### Excerpted passage
========================================================================

My Lords, I, too, congratulate the noble Lord, Lord Browne, on introducing this debate. It is topical and urgent and there is no one better qualified than the noble Lord to introduce it.
I wish to make a general point about the way in which the Government tackle complex engineering and technological issues because it relates to the likelihood of our success in dealing with climate change. It is apparent that over the past four decades we have lost competitiveness in many areas of technology in which we used to be strong and had profitable companies based on home-grown technological advances. It has puzzled and distressed me why our national strategies have produced this unfortunate result. In retrospect, the strategies have frequently been inadequate both in the goals that were set and in the time allowed to reach them.
We have, however, sustained some outstanding industrial capabilities—the accomplishments of Arup and Rolls Royce are shining examples—but these companies have survived, at least over the past two decades, largely on their own and almost in spite of government direction. But I am not suggesting that all engineering issues, such as the supply of clean, low-carbon power, can be tackled solely by private enterprises. Government must be involved because initially the commercial incentives will not be sufficient.
The protection of the atmosphere is a very long-term task without immediate commercial benefit. It took state and federal regulation in the USA to introduce pollution controls on road vehicles. There was insufficient commercial motivation for Detroit to act without regulation. Fortunately, the government-enforced regulations proved effective and practicable, and were relatively rapidly taken up worldwide. There is the opportunity for the UK to show similar leadership in aspects of climate change.

========================================================================

### Record list
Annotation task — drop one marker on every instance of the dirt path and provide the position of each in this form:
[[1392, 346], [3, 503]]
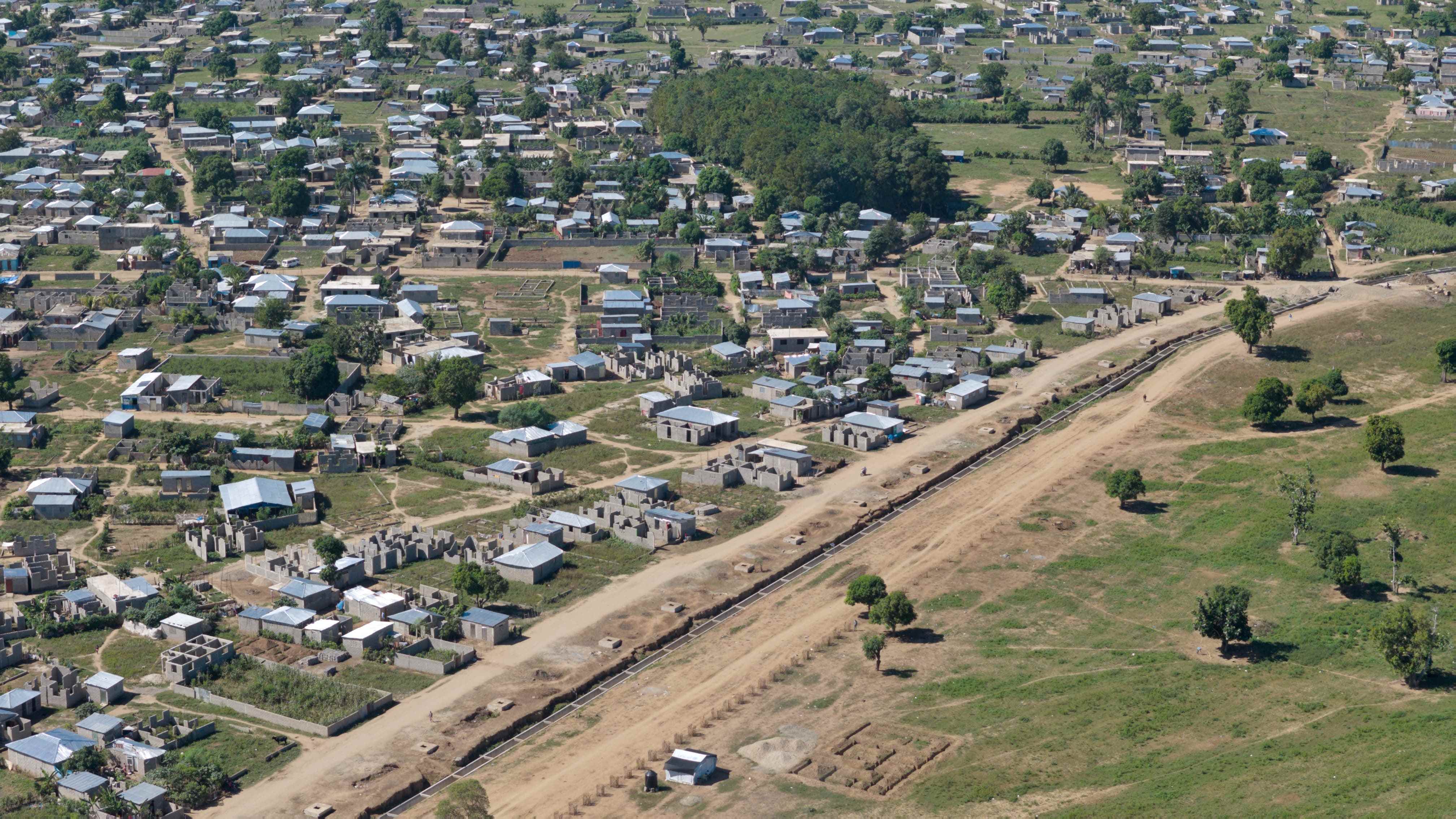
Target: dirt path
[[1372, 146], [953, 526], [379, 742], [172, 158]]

========================================================================

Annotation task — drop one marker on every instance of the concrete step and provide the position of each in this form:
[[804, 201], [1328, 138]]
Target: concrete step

========================================================================

### Problems and tasks
A: Answer these questions from the Lords speech on engineering and climate change:
(i) Over what period does the speaker say the country lost competitiveness in many areas of technology?
(ii) Which two companies does the speaker cite as shining examples of sustained industrial capability?
(iii) According to the speech, what did it take in the USA to introduce pollution controls on road vehicles?
B: Extend the Lords speech on engineering and climate change, picking up after its final sentence.

### Answers to each task
A:
(i) The past four decades.
(ii) Arup and Rolls Royce.
(iii) State and federal regulation.

B:
The science of climate change is reasonably well established in many areas, and it is now up to engineers to develop practicable solutions. By ““practicable”” I mean technologies that not only reduce pollution and carbon dioxide but which are economically sensible, sustainable from a maintenance point of view and can be implemented on a timescale that meets our goals. So far some of the proposals that have emerged from the Government have failed to be practicable. I cite the overambitious expectations for offshore wind, which the noble Lord, Lord Browne, mentioned, and which have now been generally accepted as unrealistic.
From whence do these recommendations come? I am naïve in these matters but it seems certain that they are not the collected recommendations of competent engineers. Too often the Government seem to turn to individuals with little professional engineering experience to chair inquiries that, as a result, almost inevitably come up with recommendations that stand little chance of passing my practicality test or, on the other hand, are too commercial and short term and try to avoid the high initial cost of really tackling the problem. An example of the latter was the transport strategy that emerged at the end of 2006.
Within government departments, many who draft recommendations have no science, let alone engineering, qualifications. In addition, most departments have science advisors when they would be better off with engineering advisers. The House of Commons Innovation, Universities, Science and Skills Select Committee, in gathering evidence for its inquiry into engineering in government, asked me whether I thought it would be sensible to have chief engineering advisers alongside the chief science advisers in some government departments. My response was that it had it the wrong way round and that the question it should be asking was whether it was necessary to have science advisers to work alongside engineers. The chair then asked me what my answer to that question was. I replied that the answer was probably no, because to be classed as competent, engineers should have a thorough knowledge of the science of their specialism.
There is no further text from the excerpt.